■ **Work required**
Produce a character-for-character copy of the data below.

■ **Records from a dataset**
*** Block opens ***

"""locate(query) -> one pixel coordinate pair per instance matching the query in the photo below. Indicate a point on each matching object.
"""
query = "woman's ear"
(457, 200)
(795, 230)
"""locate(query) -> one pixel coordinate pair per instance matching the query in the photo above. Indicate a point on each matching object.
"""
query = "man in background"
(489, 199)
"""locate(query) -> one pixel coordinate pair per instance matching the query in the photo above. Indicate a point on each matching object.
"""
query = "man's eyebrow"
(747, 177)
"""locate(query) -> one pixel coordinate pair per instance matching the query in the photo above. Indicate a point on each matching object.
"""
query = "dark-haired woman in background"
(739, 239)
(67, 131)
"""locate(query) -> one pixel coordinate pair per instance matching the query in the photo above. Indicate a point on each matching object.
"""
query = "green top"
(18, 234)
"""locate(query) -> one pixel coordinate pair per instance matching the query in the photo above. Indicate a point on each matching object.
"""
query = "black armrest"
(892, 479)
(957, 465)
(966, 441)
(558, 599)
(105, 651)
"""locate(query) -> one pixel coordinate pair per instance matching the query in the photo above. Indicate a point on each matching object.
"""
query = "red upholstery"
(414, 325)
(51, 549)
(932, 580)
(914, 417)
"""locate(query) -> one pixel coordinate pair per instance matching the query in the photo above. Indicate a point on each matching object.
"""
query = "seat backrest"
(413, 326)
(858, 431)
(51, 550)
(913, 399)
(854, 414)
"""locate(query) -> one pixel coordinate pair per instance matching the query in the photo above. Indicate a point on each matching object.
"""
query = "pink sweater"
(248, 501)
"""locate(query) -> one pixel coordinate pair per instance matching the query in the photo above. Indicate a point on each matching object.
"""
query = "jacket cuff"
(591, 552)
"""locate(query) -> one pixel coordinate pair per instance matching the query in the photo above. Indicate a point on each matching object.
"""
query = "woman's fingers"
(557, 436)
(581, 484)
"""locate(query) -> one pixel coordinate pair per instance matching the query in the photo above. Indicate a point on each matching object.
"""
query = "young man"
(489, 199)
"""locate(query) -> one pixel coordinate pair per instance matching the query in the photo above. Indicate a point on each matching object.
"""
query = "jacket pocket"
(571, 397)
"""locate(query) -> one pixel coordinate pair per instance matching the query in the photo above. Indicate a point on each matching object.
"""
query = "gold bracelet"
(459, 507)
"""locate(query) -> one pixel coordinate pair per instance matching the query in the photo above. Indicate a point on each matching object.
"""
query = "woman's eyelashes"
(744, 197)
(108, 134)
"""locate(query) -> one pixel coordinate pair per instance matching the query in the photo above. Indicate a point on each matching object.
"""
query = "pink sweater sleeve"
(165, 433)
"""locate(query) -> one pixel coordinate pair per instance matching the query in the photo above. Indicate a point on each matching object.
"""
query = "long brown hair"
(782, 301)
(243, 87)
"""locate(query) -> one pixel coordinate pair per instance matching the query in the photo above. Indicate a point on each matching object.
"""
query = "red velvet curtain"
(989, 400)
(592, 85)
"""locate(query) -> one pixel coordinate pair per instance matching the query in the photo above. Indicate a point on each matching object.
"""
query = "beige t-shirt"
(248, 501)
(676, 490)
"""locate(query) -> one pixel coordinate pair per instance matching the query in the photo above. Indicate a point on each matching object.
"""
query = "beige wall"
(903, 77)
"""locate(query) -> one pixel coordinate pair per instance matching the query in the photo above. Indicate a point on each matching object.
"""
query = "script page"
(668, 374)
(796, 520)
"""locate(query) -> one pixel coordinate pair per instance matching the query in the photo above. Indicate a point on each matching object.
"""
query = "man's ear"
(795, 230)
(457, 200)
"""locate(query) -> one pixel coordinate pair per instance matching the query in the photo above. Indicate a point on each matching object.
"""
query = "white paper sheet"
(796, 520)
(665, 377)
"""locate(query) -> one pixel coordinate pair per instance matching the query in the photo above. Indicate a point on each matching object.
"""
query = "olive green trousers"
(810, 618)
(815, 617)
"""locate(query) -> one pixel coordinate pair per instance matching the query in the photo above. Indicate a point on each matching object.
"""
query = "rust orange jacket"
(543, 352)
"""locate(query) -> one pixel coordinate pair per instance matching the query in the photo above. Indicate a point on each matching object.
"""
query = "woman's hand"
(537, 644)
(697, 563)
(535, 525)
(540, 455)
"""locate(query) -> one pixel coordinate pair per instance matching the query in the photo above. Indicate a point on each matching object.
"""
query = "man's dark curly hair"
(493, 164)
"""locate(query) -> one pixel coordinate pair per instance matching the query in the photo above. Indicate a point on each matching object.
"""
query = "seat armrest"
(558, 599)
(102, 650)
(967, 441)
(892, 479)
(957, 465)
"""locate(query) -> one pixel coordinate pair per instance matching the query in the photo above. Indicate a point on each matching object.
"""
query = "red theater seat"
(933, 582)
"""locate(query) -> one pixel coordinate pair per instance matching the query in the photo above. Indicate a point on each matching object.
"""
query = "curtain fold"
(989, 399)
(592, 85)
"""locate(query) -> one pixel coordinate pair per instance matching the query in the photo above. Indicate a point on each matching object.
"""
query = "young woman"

*** Block closes ***

■ **Task solution**
"""locate(query) -> one pixel coordinate pair per instance matching the query in the photo below. Indicate a point on each matching object.
"""
query = "woman's ear"
(457, 200)
(795, 230)
"""locate(query) -> one pixel coordinate pair per instance matching the query in the photo above. Indicate a point on each matching object.
"""
query = "man in background"
(489, 199)
"""locate(query) -> one pixel coordinate pair per instance matching the query in the photo above. Indicate a point on each matching object.
"""
query = "man's eyebrow"
(747, 177)
"""locate(query) -> one pixel coordinate pair per instance matching the query in the photo above. Indicate a point on each matching object.
"""
query = "dark-haired woman in background"
(739, 239)
(67, 131)
"""locate(query) -> one pixel coordinate pair per instance matching the query in the photo above. Indicate a point on each matching object.
"""
query = "green top"
(18, 234)
"""locate(query) -> one pixel coordinate pair per instance matching the query in the photo above. Indicate a point on each matching object.
"""
query = "black armrest"
(892, 479)
(957, 465)
(966, 441)
(558, 599)
(105, 651)
"""locate(query) -> one pixel coordinate pair per instance matching the query in the photo above. Indicate a point on each matching object.
"""
query = "red upholstery"
(414, 325)
(51, 549)
(932, 580)
(914, 417)
"""locate(query) -> one pixel coordinate pair per instance matching the query in the photo above. Indicate a point on each matching object.
"""
query = "seat backrest"
(413, 326)
(858, 431)
(51, 550)
(913, 399)
(854, 414)
"""locate(query) -> one pixel coordinate pair per instance matching the query in the photo above. Indicate a point on each matching object.
"""
query = "pink sweater"
(248, 501)
"""locate(query) -> one pixel coordinate pair per instance matching the query in the photo above. Indicate a point on each matching object.
"""
query = "jacket cuff"
(591, 552)
"""locate(query) -> one pixel coordinate pair per instance matching the query in the photo above. Indicate a point on each matching object.
"""
query = "woman's fingers"
(557, 436)
(581, 484)
"""locate(query) -> one pixel coordinate pair per instance matching the query in the photo above. Indicate a point on each matching object.
"""
query = "young man"
(489, 199)
"""locate(query) -> one pixel coordinate pair per instance matching the query in the photo above. Indicate a point on each matching object.
"""
query = "jacket pocket"
(571, 397)
"""locate(query) -> one pixel coordinate pair per instance matching the query in the photo above. Indicate a point on each matching object.
"""
query = "gold bracelet"
(459, 507)
"""locate(query) -> one pixel coordinate pair per instance matching the query in the photo above. Indicate a point on each matching object.
"""
query = "woman's eyelashes"
(744, 197)
(108, 134)
"""locate(query) -> one pixel coordinate pair per instance matching the query in the photo above. Indicate a point on each matching object.
"""
query = "pink sweater sleeve"
(165, 433)
"""locate(query) -> one pixel coordinate pair per instance matching the query in the photo above. Indicate a point on each matching object.
"""
query = "long brown hair"
(782, 301)
(243, 87)
"""locate(query) -> one pixel coordinate pair per instance matching the query in the photo above. Indicate a point on each matching object.
"""
query = "red velvet curtain"
(989, 400)
(592, 85)
"""locate(query) -> one pixel coordinate pair per instance matching the query in the photo above. Indicate a point on each matching object.
"""
query = "beige t-shirt"
(248, 501)
(676, 490)
"""locate(query) -> one pixel coordinate pair per instance matching the query in the photo above. Indicate a point on each matching object.
"""
query = "beige wall"
(903, 77)
"""locate(query) -> one pixel coordinate pair per instance matching the query in the photo above. Indicate a point on each matching object.
"""
query = "script page"
(668, 374)
(796, 520)
"""locate(query) -> one pixel coordinate pair per instance matching the query in the photo above. Indicate a point on each matching object.
"""
query = "man's ear"
(795, 230)
(457, 200)
"""locate(query) -> one pixel coordinate pair per instance matching the query in the photo above. Indicate a point on each matching object.
"""
query = "white paper sheet"
(796, 520)
(665, 377)
"""locate(query) -> one pixel coordinate pair per instance matching the query in the photo above. Indicate a point on each matching object.
"""
query = "olive green trousers"
(810, 618)
(815, 617)
"""locate(query) -> one pixel coordinate pair per instance matching the query in the photo above. Indicate a point on each matching object.
"""
query = "rust orange jacket"
(543, 352)
"""locate(query) -> one pixel coordinate pair per instance matching the query in the photo above. Indicate a point on each matching object.
"""
query = "woman's hand"
(537, 644)
(697, 563)
(535, 525)
(540, 455)
"""locate(query) -> one pixel coordinate pair per instance matching the query in the photo above. Indicate a point on each matching object.
"""
query = "man's dark curly hair"
(493, 164)
"""locate(query) -> one pixel coordinate pair per instance matching the query in the photo above. Indicate a point on each matching object.
"""
query = "seat armrest"
(558, 599)
(102, 650)
(967, 441)
(892, 479)
(957, 465)
"""locate(query) -> one pixel coordinate pair per instance matching the query in the photo above. Indicate a point on each matching object.
"""
query = "red theater seat"
(933, 582)
"""locate(query) -> one pixel coordinate pair per instance matching the query in the photo above. Indicate a point on each matching object.
"""
query = "curtain fold"
(989, 399)
(592, 85)
"""locate(query) -> one pixel coordinate pair per instance matching the query in the photo above. Indicate a point on each matching object.
"""
query = "young woman"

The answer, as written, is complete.